» **EXCERPT TO READ**
________________
Dividing polynomial $f(x)$ by $x-3$ and $x+6$ leaves respective remainders $7$ and $22$. What's the remainder upon dividing by $(x-3)(x+6)$? If I have a polynomial $f(x)$ and is divided by $(x- 3)$ and $(x + 6)$ the respective remainders are $7$ and $22$, what is the remainder when $f(x)$ is divided by $(x-3)(x + 6)$?
I tried it by doing:
$$f(x) =(x-3)(x+6)q(x) + ax+b $$
And, $a$ and $b$ comes out to be $-\dfrac53$ and $12$ respectively.
But I'm not sure how to solve any further.
And kindly explain exactly how it's done
 A: A slick way via $\ {ab\bmod ac = a(b\bmod c)} = $ mod Distributive Law, $ $ is to add $\ f(3) = 7\ $ to   
$\quad f(x)\!-\!f(3)\bmod  (x\!-\!3)(x\!+\!6)\, =\, (x\!-\!3)\Bigg[\dfrac{\overbrace{f(x)\!-\!f(3)}^{\Large\color{#c00}{ 22\ \ -\ \ 7}\ }}{\underbrace{x - 3}_{\large\color{#c00}{\Large  -6\ -\ 3\ }\ \ }}\underbrace{\bmod_{\phantom{1_{1_1{1_{1_{1_1}}}}}}\!\!\!\!\!\!\!\!\!\!\! x\!+\!6}_{\Large\Rightarrow\ \ x\ \equiv\  \color{#c00}{-6}\!}\Bigg]  =\, \color{#c00}{-\dfrac{5}3}(x\!-\!3)  $
A: $f(x)=(x-3)a(x)+7\Rightarrow f(3)=7$
$f(x)=(x+6)b(x)+22\Rightarrow f(-6)=22$
If you can write $f$ is of the form $f(x) =(x-3)(x+6)q(x) + ax+b$. 
Solution is so easy:
$$f(3)=3a+b=7$$
$$f(-6)=-6a+b=22$$
Hence,  $a=-\dfrac53$ and $b=12$
A: Let $$f(x)=Q1(x-3)+7$$ and $$f(x)=Q2(x+6)+22$$ (where Q1 and Q2 are some functions of x, since degree of f can be 2) 
So, if you substitute x=3 and x=-6 in above equations respectively, you get f(3)=7 and f(-6)=22 
Now, let $$f(x)=Q3(x-3)(x+6)+(ax+b)$$ where (ax+b) is remainder
(remainder may be a constant or a linear in x because of degree restriction over f(x))  
Substitute x=3 $$f(3)=0+(3a+b)  $$
Substitute x=-6 $$f(-6)=0+(-6a+b)$$
So, 3a+b=7 and -6a+b=22 
Solving, $$a= \frac{-5}{3}$$ and $$b=12  $$
Remainder is $$ \frac{-5x}{3}+12$$
________________
» **WRITTEN TASK 1**
In the polynomial remainder thread, what values does the asker get for $a$ and $b$?
The text and the records are unrelated to each other.
________________
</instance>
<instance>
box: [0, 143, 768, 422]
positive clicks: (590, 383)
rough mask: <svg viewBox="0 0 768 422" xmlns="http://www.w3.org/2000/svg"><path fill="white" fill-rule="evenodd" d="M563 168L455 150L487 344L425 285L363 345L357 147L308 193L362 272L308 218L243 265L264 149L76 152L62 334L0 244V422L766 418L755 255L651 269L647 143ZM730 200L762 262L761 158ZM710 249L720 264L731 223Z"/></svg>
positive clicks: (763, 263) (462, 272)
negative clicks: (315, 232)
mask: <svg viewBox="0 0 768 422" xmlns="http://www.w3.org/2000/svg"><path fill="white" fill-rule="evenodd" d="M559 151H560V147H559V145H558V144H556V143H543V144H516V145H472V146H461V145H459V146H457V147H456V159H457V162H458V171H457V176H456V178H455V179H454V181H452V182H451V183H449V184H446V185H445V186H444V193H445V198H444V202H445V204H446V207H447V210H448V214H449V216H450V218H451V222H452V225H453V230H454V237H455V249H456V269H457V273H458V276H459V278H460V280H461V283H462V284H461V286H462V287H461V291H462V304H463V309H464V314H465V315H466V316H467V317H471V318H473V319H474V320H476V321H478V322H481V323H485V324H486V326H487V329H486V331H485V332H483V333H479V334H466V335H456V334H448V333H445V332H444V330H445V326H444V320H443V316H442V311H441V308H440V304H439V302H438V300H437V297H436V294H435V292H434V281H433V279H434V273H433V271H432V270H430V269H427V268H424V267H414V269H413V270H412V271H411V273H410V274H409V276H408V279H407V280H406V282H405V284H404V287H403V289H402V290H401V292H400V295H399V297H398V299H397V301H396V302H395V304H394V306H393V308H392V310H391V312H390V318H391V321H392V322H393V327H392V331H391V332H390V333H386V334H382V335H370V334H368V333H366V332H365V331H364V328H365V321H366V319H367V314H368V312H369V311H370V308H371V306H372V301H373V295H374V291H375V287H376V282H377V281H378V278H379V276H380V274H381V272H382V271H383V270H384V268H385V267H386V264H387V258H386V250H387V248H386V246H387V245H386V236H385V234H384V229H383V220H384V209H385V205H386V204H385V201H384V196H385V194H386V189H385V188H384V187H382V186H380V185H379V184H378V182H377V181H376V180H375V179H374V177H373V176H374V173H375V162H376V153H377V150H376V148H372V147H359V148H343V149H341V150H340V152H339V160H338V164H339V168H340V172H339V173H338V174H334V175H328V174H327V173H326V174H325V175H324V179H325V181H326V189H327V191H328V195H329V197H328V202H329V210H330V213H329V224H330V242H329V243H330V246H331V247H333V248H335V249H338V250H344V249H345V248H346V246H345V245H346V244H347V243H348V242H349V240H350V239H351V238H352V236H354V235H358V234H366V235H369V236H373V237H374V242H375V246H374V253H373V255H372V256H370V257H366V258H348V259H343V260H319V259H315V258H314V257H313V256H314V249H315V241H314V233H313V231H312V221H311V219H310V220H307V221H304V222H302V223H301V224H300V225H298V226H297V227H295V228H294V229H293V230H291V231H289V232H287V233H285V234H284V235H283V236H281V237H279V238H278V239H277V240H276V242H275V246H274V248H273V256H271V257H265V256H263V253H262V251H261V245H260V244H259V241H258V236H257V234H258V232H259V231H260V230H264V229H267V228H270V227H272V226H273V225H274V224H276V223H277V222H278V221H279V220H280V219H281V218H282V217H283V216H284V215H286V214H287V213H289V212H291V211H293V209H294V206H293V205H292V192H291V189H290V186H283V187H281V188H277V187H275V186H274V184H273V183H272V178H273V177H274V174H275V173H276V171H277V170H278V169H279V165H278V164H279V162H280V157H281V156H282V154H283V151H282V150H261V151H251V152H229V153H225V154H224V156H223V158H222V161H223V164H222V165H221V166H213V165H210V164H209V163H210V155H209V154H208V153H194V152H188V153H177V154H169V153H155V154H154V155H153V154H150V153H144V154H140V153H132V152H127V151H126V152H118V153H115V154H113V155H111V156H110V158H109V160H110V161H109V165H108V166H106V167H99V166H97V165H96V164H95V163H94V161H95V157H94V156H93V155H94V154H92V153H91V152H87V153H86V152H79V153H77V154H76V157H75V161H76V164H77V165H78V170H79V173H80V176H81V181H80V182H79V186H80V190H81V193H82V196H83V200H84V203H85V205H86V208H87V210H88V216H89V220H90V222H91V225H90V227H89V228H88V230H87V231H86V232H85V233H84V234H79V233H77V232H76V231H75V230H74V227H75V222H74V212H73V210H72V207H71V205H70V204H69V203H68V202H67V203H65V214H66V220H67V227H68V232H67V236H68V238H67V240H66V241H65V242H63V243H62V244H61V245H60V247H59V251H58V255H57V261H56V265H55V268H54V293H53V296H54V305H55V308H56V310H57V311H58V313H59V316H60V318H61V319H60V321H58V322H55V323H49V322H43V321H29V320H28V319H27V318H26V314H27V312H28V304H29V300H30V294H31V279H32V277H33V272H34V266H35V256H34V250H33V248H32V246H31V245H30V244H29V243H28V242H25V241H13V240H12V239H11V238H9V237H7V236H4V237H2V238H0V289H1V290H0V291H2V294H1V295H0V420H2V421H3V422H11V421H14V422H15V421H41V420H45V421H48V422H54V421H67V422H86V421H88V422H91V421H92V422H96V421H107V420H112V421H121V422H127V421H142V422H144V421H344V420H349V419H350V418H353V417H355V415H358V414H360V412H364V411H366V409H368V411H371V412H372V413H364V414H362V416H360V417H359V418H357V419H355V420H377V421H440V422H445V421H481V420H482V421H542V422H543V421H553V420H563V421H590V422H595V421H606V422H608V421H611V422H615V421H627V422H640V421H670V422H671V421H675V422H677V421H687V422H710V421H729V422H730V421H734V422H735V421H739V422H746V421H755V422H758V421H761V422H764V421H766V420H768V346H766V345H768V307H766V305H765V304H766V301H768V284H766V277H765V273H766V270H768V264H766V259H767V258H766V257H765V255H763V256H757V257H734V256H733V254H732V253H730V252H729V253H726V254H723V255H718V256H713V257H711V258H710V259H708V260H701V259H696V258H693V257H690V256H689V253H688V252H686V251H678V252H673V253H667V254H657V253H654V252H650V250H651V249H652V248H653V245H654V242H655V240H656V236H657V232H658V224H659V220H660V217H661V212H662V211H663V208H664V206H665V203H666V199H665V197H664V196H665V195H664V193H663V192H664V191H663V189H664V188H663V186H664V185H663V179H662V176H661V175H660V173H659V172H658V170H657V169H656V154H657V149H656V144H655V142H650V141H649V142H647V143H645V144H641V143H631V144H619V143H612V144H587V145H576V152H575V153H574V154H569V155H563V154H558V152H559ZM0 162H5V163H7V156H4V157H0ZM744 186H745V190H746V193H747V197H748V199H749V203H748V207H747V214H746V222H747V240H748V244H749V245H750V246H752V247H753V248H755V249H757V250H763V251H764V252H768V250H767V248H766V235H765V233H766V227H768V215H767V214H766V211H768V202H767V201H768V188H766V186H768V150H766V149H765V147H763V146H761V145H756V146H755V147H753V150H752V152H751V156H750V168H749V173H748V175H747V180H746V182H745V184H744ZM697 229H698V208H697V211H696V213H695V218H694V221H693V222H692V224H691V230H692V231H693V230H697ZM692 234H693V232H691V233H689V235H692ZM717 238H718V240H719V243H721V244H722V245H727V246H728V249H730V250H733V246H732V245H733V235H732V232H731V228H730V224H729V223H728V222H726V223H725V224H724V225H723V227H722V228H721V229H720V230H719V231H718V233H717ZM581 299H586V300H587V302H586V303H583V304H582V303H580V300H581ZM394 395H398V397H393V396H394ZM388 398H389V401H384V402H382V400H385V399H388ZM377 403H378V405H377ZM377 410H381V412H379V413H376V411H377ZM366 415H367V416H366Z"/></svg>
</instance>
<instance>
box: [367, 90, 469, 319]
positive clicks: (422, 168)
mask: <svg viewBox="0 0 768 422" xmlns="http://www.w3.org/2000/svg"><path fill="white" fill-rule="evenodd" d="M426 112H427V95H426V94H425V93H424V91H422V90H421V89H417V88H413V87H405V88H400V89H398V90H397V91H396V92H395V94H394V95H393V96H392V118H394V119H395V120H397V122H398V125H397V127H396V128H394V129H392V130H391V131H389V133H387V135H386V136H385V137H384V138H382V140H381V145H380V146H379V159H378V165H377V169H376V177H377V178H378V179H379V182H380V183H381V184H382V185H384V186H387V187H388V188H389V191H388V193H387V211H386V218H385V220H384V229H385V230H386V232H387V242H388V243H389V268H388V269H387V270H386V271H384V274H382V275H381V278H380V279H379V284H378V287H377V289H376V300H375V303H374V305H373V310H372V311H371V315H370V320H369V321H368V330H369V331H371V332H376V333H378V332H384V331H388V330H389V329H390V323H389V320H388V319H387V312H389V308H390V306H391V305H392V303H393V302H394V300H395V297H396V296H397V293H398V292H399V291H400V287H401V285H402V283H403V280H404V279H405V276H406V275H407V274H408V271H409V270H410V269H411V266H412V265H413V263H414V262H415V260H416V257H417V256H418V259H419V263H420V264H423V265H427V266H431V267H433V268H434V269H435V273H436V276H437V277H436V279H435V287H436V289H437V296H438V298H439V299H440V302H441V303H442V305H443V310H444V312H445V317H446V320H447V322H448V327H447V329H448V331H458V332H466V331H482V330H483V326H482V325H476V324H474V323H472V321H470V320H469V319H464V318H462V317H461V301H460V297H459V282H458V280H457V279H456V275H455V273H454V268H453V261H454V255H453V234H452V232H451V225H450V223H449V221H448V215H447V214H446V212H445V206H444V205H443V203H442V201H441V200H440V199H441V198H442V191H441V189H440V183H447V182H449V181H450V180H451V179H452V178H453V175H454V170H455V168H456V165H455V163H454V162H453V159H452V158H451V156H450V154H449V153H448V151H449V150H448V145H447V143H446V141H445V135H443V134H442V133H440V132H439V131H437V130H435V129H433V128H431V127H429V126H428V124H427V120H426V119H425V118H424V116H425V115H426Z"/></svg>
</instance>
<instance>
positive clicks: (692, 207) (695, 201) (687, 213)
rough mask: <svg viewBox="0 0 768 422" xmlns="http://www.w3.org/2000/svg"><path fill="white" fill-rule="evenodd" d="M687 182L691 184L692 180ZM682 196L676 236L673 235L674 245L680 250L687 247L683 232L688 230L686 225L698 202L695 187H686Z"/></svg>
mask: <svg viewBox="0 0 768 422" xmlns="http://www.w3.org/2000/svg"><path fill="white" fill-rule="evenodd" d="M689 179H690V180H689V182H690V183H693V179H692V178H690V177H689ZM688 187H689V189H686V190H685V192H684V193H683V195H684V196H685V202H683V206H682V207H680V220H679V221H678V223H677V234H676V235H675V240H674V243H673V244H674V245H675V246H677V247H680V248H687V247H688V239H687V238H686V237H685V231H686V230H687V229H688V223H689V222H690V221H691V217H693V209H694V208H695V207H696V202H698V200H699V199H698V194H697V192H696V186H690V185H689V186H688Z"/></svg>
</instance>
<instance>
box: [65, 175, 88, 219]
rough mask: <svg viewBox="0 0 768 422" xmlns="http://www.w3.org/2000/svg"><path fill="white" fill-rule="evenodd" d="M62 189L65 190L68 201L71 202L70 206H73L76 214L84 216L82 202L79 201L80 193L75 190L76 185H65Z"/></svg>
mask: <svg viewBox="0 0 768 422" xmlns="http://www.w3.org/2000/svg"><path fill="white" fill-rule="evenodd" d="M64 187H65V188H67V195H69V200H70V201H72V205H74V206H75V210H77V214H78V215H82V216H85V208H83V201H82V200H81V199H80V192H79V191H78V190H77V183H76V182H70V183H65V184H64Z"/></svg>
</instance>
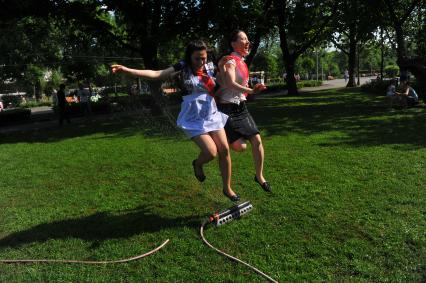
________________
» **WRITTEN TASK 2**
Recast as a numbered list the records from their first line through the line holding "positive clicks: (590, 383)", both included, leaving out blank lines.

» **OUTPUT 1**
$a = -\dfrac53$ and $b = 12$

» **OUTPUT 2**
1. </instance>
2. <instance>
3. box: [0, 143, 768, 422]
4. positive clicks: (590, 383)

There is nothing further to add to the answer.